EXERCISE GOAL -> Both the line below containing "calm water, one point per instance." and the line containing "palm tree trunk, one point per instance.", along with every line between them, should be repeated exactly; no other line belongs in the answer.
[RECORDS FOR THE EXERCISE]
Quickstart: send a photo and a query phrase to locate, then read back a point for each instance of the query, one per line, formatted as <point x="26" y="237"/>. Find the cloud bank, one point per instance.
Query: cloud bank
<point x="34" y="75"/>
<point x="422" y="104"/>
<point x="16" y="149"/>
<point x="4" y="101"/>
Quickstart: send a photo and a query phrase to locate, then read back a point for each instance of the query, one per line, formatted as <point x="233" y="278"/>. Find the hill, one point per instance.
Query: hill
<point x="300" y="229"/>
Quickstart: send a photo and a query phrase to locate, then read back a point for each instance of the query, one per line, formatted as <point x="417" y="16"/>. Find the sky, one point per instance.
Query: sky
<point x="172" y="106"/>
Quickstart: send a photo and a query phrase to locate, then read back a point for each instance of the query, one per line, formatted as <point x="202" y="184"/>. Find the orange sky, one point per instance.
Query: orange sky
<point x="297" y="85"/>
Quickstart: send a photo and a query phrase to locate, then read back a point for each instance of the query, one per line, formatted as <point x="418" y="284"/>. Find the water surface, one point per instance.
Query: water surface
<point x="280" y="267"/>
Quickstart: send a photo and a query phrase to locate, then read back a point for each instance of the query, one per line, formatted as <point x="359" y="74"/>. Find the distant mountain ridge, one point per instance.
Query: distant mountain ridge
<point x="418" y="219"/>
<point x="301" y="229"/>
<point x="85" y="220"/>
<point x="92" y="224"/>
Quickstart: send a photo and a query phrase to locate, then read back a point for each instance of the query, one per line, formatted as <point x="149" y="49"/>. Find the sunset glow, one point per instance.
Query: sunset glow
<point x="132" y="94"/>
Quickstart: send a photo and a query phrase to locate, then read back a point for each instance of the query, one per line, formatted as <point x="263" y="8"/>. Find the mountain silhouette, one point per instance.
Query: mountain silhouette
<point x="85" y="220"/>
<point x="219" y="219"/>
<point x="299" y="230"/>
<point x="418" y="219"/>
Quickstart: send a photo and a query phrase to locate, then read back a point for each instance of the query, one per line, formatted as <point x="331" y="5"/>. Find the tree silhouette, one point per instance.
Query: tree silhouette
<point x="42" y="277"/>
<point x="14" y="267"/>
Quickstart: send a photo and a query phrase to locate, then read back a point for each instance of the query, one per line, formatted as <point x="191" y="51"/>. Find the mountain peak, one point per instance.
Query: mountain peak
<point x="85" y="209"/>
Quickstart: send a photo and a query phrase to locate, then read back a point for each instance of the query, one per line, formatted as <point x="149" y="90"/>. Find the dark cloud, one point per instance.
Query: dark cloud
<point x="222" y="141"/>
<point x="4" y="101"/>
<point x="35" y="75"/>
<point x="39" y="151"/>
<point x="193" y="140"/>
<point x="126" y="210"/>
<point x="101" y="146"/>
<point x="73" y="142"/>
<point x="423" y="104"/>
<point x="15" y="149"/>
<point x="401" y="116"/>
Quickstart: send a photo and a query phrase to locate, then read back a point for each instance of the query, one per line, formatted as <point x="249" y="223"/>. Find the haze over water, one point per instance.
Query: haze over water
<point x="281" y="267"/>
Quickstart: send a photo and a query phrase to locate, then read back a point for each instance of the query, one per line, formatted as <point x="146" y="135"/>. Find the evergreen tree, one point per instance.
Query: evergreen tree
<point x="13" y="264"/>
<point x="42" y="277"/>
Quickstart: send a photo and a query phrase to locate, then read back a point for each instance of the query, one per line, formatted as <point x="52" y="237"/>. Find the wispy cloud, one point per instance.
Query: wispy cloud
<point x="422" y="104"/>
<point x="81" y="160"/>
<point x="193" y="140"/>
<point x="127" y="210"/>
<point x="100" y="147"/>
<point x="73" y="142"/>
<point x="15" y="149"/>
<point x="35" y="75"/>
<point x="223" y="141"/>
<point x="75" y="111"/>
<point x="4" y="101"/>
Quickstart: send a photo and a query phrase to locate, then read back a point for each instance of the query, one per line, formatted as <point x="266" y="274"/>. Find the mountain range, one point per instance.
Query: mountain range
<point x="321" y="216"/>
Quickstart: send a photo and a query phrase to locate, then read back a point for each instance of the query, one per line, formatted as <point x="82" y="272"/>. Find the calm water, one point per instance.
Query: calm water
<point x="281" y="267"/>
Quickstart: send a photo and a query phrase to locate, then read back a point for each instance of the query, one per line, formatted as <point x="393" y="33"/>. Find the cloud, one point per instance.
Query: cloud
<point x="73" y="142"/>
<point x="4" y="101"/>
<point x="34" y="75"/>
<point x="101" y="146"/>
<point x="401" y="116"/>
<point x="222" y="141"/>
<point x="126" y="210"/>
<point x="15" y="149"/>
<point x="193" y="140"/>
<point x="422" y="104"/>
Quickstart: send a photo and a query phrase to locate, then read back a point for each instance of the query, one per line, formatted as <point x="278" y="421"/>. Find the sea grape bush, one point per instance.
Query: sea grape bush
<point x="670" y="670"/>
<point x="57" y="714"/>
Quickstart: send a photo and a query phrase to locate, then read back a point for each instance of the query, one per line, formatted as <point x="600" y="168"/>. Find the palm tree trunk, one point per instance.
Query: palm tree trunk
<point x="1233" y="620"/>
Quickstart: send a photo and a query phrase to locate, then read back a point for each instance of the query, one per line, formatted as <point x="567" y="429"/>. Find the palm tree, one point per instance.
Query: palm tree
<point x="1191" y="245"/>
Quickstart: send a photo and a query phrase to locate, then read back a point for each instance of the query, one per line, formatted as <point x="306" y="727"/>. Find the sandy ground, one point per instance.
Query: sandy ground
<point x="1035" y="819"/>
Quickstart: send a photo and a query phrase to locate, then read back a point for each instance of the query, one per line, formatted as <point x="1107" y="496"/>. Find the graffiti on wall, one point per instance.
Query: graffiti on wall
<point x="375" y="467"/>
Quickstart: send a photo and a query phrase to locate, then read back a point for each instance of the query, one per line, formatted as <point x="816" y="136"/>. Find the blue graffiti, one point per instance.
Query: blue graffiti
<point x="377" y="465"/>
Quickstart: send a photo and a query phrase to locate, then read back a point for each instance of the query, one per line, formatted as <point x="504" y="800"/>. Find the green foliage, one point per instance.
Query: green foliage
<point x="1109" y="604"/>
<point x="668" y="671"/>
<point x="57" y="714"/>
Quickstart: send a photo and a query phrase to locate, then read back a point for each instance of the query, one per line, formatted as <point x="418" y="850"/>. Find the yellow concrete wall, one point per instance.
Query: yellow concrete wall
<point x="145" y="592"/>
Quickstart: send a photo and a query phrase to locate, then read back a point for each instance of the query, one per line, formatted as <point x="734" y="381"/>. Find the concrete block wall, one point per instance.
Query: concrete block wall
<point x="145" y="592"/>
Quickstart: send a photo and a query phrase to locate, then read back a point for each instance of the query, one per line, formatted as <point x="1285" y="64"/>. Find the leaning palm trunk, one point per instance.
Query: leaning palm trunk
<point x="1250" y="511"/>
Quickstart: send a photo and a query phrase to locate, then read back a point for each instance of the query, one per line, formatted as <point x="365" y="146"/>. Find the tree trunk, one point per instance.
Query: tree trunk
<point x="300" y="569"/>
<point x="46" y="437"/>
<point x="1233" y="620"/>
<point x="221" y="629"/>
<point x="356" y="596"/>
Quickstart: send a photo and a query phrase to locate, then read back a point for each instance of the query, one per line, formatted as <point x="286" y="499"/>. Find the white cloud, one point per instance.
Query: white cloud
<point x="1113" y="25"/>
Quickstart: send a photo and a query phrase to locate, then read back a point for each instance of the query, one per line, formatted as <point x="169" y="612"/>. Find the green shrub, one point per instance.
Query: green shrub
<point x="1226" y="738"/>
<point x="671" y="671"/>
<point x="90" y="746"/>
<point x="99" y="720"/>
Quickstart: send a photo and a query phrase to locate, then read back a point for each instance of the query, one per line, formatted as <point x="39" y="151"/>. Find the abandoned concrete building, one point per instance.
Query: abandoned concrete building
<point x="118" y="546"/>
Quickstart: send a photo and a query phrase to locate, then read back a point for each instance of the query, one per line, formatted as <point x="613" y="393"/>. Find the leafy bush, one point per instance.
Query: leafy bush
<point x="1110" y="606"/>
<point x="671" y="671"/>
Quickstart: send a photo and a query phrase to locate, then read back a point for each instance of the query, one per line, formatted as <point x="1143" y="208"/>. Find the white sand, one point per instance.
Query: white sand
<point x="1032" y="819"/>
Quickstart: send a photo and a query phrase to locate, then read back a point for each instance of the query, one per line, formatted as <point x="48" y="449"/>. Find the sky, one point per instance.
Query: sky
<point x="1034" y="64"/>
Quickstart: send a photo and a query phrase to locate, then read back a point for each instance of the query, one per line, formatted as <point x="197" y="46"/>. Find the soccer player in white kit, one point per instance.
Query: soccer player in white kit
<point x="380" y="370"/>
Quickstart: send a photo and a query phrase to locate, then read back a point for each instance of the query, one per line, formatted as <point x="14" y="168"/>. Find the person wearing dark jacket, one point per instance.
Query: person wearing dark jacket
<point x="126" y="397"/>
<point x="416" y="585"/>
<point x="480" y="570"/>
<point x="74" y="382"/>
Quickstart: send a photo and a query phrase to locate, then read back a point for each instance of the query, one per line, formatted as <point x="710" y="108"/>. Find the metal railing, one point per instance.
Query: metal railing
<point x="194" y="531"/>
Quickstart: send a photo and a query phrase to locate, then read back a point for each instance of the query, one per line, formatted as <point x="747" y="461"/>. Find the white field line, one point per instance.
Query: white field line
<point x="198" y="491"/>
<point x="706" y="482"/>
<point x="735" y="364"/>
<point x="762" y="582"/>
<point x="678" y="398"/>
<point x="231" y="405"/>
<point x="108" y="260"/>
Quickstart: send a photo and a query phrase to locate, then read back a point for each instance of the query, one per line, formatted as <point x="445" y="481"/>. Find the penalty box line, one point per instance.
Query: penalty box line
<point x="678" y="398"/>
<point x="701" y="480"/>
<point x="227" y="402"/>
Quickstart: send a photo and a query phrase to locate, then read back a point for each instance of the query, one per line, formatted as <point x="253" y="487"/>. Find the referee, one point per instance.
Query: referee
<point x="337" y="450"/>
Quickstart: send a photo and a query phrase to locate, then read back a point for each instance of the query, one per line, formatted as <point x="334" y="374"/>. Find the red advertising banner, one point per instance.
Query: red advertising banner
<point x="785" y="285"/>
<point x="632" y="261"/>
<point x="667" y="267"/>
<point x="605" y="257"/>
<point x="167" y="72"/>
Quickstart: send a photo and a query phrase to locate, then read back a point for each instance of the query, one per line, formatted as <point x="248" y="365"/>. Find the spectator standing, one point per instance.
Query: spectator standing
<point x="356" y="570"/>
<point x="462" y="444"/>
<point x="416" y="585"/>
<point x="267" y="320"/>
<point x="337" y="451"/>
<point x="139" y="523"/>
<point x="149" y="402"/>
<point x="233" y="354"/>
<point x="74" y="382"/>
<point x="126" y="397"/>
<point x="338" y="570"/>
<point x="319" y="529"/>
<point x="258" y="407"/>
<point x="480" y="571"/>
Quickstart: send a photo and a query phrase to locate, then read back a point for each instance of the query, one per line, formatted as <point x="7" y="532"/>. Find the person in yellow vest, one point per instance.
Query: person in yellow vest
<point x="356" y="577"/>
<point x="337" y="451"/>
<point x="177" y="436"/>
[/RECORDS FOR THE EXERCISE]
RESULT FOR THIS EXERCISE ->
Quickstart: send a photo and a query phrase to locate, then read back a point for each instance of the query, one per line, formatted as <point x="82" y="272"/>. Find the calm water, one point per instance.
Query: calm water
<point x="281" y="267"/>
Quickstart: send a photo and a query phrase to locate, then read back a point for each instance of the query, one per line, formatted as <point x="393" y="33"/>. Find the cloud, one point per instance.
Query: cloud
<point x="73" y="142"/>
<point x="4" y="101"/>
<point x="34" y="75"/>
<point x="101" y="146"/>
<point x="401" y="116"/>
<point x="222" y="141"/>
<point x="126" y="210"/>
<point x="15" y="149"/>
<point x="193" y="140"/>
<point x="422" y="104"/>
Quickstart: send a photo and a query phrase to locate, then read back a point for each instance of the query, one per line, formatted as <point x="278" y="421"/>. Find the sea grape bush, one point per instance.
Query: sea grape bush
<point x="670" y="670"/>
<point x="57" y="714"/>
Quickstart: send a photo and a query phrase to locate, then read back a point for each instance of the query, one per line, formatted as <point x="600" y="168"/>. Find the palm tree trunk, one point per instance.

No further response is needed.